======== Records for the exercise

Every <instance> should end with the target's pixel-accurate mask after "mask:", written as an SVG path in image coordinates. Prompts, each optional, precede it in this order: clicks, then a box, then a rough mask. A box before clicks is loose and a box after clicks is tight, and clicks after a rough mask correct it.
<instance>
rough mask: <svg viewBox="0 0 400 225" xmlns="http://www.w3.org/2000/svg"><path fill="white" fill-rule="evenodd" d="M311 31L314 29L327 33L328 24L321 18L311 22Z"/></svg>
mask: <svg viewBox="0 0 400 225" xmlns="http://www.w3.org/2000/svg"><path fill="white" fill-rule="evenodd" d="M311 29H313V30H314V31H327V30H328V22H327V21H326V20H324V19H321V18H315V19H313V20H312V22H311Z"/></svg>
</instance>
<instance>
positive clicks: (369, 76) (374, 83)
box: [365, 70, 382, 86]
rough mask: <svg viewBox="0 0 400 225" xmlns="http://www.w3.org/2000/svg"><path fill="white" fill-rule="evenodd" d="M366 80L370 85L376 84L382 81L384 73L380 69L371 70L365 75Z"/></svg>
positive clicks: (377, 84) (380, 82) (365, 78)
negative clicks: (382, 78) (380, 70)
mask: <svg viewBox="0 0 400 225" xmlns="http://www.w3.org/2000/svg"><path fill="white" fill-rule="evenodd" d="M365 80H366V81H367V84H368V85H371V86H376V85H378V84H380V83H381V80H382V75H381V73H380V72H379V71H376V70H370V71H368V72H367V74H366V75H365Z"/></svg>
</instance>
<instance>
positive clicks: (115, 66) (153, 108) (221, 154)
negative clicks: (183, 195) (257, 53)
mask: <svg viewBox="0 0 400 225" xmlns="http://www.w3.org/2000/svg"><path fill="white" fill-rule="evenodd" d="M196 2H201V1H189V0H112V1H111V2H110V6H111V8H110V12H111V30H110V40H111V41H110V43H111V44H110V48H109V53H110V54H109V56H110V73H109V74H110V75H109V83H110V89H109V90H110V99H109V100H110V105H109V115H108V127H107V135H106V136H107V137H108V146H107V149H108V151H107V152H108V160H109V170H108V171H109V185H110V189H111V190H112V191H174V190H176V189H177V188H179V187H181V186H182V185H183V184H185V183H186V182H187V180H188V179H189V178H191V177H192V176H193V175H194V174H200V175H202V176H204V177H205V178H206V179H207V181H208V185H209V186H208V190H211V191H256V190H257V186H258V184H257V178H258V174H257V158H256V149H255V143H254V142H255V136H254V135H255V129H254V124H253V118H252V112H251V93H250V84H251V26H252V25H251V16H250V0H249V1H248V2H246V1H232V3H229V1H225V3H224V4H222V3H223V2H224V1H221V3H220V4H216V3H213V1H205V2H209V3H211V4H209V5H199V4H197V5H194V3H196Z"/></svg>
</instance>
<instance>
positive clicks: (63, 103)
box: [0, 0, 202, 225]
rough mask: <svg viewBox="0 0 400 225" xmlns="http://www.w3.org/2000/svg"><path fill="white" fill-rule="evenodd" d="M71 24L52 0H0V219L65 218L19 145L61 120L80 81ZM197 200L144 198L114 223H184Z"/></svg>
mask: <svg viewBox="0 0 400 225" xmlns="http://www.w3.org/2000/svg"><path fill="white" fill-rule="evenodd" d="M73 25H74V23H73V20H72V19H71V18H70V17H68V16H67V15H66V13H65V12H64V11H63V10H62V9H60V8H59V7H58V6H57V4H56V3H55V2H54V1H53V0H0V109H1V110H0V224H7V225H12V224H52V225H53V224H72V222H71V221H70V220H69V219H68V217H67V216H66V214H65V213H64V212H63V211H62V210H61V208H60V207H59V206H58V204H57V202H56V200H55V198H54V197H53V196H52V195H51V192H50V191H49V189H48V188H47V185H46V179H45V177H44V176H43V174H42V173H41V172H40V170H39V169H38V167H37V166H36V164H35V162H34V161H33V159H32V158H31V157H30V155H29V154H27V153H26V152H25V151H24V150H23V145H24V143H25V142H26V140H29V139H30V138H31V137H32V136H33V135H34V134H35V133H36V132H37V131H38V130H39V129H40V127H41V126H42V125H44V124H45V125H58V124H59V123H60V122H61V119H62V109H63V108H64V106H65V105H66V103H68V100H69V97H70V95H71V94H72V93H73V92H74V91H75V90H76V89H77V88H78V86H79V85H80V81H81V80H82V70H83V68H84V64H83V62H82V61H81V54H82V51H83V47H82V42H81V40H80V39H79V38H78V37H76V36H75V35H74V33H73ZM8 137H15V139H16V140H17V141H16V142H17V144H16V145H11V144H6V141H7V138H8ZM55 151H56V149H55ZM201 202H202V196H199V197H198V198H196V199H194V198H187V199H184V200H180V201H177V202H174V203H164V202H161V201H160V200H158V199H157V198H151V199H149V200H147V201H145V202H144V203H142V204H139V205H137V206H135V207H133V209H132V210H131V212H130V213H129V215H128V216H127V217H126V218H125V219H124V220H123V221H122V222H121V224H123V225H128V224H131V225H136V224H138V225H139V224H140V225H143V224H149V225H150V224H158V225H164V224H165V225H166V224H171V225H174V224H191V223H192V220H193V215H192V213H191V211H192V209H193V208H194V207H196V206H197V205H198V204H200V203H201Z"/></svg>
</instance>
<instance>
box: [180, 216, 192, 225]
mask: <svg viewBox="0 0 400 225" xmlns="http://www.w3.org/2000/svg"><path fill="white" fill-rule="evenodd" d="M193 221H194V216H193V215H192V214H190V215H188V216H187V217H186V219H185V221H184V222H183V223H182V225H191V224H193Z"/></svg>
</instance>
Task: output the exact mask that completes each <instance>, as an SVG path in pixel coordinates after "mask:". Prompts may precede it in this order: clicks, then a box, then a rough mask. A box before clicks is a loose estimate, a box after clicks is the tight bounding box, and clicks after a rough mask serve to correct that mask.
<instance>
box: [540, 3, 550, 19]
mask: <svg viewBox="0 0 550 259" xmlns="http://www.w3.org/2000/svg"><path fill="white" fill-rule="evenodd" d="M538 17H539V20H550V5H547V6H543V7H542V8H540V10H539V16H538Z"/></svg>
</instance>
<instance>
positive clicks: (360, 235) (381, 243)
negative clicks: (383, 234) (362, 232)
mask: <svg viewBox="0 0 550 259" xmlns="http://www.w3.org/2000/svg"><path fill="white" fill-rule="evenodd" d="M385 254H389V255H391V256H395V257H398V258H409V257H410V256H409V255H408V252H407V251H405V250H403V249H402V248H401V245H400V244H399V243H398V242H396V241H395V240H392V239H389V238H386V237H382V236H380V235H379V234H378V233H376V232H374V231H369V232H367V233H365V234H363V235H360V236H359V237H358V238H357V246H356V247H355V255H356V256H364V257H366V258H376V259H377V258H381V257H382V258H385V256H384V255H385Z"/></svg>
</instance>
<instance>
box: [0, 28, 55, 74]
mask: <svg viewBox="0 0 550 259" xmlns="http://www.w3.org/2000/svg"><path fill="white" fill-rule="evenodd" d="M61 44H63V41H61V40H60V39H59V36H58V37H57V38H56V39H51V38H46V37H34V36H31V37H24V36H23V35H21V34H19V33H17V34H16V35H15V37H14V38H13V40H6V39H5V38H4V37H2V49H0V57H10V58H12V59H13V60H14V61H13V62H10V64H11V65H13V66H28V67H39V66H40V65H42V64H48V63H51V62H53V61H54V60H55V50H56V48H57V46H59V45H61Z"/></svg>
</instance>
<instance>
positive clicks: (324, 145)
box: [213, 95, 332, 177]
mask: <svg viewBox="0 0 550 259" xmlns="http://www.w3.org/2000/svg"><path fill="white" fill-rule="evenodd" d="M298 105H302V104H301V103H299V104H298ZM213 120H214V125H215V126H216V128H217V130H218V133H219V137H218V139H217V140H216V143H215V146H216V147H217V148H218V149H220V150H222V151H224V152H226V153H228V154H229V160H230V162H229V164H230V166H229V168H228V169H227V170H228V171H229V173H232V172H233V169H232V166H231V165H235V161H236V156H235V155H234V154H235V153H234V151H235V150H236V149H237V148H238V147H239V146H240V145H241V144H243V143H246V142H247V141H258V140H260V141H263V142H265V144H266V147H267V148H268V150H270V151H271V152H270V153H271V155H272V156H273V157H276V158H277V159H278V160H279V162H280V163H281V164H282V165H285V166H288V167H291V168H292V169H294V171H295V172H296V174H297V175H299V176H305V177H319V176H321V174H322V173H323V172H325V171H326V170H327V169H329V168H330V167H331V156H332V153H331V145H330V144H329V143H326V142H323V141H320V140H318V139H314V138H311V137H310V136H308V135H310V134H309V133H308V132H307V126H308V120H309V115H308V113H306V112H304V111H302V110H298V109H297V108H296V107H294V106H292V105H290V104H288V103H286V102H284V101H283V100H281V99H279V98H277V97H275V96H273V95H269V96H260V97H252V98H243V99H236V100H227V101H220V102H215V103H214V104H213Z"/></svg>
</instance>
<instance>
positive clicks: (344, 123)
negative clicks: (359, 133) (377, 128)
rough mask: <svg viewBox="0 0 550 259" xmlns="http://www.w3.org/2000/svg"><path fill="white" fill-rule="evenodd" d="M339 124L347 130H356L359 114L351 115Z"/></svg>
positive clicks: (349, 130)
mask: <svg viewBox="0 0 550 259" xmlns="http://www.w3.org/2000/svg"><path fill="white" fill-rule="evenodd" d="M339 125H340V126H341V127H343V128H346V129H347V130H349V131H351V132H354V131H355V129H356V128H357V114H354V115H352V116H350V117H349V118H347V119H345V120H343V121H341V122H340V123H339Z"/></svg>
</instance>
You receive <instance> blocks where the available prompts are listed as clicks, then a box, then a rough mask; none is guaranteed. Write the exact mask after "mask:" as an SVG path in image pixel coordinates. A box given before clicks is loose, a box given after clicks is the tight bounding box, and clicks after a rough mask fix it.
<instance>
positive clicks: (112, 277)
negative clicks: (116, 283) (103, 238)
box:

================

Give back, word for word, only the lines above from the line holding "negative clicks: (382, 78) (380, 70)" to the line holding "box: [0, 0, 202, 225]", both included.

negative clicks: (382, 78) (380, 70)
mask: <svg viewBox="0 0 400 225" xmlns="http://www.w3.org/2000/svg"><path fill="white" fill-rule="evenodd" d="M365 80H366V81H367V84H368V85H371V86H376V85H378V84H380V83H381V80H382V75H381V73H380V72H379V71H376V70H370V71H368V72H367V74H366V75H365Z"/></svg>
</instance>
<instance>
positive clicks: (115, 66) (153, 108) (221, 154)
negative clicks: (183, 195) (257, 53)
mask: <svg viewBox="0 0 400 225" xmlns="http://www.w3.org/2000/svg"><path fill="white" fill-rule="evenodd" d="M196 2H201V1H189V0H112V1H111V2H110V6H111V8H110V12H111V30H110V40H111V41H110V43H111V44H110V48H109V53H110V54H109V56H110V73H109V74H110V75H109V83H110V89H109V90H110V99H109V100H110V105H109V115H108V127H107V135H106V136H107V137H108V146H107V149H108V151H107V152H108V160H109V170H108V171H109V185H110V189H111V190H112V191H174V190H176V189H177V188H179V187H181V186H182V185H183V184H185V183H186V182H187V180H188V179H189V178H191V177H192V176H193V175H194V174H200V175H202V176H204V177H205V178H206V179H207V181H208V185H209V186H208V190H211V191H256V190H257V186H258V184H257V178H258V174H257V158H256V149H255V143H254V142H255V136H254V135H255V129H254V124H253V118H252V112H251V93H250V84H251V26H252V25H251V16H250V0H249V1H248V2H246V1H232V3H229V1H225V3H224V4H222V3H223V2H224V1H221V3H220V4H216V3H213V1H205V2H209V3H211V4H209V5H199V4H197V5H194V3H196Z"/></svg>
</instance>
<instance>
positive clicks: (63, 103)
box: [0, 0, 202, 225]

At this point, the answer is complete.